*** Opening of INPUT ***
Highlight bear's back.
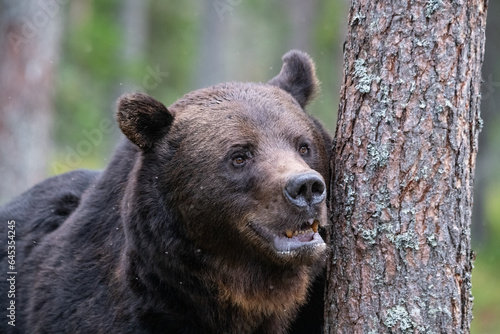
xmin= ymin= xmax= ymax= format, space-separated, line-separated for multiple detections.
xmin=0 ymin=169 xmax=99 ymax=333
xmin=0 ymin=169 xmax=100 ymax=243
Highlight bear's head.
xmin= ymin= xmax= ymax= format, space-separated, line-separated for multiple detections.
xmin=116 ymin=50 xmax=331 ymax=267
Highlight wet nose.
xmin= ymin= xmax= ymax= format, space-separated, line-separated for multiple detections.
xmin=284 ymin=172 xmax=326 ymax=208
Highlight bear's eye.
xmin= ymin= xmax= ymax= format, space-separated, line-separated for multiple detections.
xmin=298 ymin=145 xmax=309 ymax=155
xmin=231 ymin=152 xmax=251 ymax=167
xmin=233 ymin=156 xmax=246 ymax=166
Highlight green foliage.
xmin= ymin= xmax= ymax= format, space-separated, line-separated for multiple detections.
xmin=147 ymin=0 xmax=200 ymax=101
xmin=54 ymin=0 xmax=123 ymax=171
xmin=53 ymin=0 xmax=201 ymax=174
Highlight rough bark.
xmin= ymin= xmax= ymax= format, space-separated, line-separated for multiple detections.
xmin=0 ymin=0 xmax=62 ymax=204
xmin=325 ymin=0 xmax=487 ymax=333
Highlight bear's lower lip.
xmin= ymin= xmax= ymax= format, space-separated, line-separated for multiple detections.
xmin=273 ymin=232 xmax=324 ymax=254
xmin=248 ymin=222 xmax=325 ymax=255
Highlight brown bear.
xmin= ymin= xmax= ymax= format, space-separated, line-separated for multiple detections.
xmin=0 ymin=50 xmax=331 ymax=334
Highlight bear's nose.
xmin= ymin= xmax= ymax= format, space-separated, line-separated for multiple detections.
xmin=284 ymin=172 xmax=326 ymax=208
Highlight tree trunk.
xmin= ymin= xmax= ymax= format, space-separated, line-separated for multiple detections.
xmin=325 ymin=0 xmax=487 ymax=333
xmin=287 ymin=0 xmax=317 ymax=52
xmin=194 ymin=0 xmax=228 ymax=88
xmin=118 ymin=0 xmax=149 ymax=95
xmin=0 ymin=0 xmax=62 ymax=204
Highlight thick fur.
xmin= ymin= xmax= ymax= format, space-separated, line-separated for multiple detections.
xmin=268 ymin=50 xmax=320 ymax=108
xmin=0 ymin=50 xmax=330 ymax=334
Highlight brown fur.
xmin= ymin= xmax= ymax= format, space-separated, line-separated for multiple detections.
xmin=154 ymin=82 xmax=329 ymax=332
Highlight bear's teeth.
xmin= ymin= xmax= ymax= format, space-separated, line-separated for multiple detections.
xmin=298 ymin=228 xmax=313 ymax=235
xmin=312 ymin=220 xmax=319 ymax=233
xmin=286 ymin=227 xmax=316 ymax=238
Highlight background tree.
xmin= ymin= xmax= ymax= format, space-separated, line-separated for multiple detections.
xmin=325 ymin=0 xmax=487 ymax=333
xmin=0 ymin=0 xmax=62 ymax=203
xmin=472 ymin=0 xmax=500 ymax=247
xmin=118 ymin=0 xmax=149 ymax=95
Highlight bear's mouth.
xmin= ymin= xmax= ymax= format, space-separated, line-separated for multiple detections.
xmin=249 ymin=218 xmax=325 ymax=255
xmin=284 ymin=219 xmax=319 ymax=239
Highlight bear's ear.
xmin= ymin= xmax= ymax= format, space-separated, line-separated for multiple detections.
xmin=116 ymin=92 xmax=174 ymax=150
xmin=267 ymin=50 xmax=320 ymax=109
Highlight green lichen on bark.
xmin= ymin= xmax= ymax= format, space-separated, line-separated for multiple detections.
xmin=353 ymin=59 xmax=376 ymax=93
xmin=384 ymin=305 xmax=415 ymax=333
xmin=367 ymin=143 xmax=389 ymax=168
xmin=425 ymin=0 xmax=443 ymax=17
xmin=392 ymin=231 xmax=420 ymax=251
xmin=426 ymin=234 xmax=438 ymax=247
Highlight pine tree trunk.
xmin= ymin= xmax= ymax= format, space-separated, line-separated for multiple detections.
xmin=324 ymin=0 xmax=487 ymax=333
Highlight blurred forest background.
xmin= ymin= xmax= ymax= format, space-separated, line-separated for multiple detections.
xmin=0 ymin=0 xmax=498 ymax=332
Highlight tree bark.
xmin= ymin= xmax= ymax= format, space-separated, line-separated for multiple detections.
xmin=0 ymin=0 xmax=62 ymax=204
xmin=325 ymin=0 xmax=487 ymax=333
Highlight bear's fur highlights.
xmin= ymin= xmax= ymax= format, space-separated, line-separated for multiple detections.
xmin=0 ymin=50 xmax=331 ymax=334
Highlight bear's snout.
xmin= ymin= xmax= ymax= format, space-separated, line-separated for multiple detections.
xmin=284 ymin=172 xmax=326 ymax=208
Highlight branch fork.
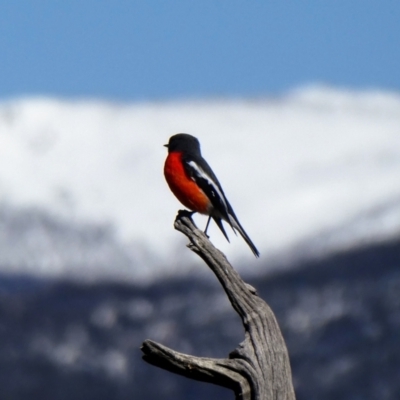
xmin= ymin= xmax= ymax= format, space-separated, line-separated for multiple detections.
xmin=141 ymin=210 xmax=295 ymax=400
*** Close of INPUT ***
WHAT TO PRODUCE: The response should hold only an exact retyping of the lines from the beginning of the data through the line containing "Highlight tree trunk.", both ends kept, pictures omitted.

RESULT OF THE TASK:
Highlight bear's back.
xmin= ymin= xmax= ymax= format, space-separated, line-separated for multiple detections.
xmin=0 ymin=169 xmax=99 ymax=333
xmin=0 ymin=169 xmax=100 ymax=243
Highlight bear's head.
xmin= ymin= xmax= ymax= format, space-separated, line-separated for multiple detections.
xmin=116 ymin=50 xmax=331 ymax=267
Highlight wet nose.
xmin= ymin= xmax= ymax= format, space-separated, line-separated for multiple detections.
xmin=284 ymin=172 xmax=326 ymax=208
Highlight bear's eye.
xmin= ymin= xmax= ymax= format, space-separated, line-separated for multiple detections.
xmin=298 ymin=145 xmax=309 ymax=155
xmin=231 ymin=152 xmax=251 ymax=167
xmin=233 ymin=156 xmax=246 ymax=166
Highlight green foliage.
xmin= ymin= xmax= ymax= format, space-separated, line-separated for multiple detections.
xmin=147 ymin=0 xmax=200 ymax=101
xmin=54 ymin=0 xmax=123 ymax=171
xmin=53 ymin=0 xmax=201 ymax=174
Highlight rough bark.
xmin= ymin= xmax= ymax= format, space-separated, line-separated for multiple detections.
xmin=0 ymin=0 xmax=62 ymax=204
xmin=325 ymin=0 xmax=487 ymax=333
Highlight bear's lower lip.
xmin= ymin= xmax= ymax= format, space-separated, line-separated for multiple detections.
xmin=273 ymin=232 xmax=324 ymax=254
xmin=248 ymin=222 xmax=325 ymax=255
Highlight brown bear.
xmin= ymin= xmax= ymax= format, space-separated, line-separated for multiple detections.
xmin=0 ymin=50 xmax=331 ymax=334
Highlight bear's nose.
xmin= ymin= xmax= ymax= format, space-separated, line-separated for multiple detections.
xmin=284 ymin=172 xmax=326 ymax=208
Highlight tree trunk.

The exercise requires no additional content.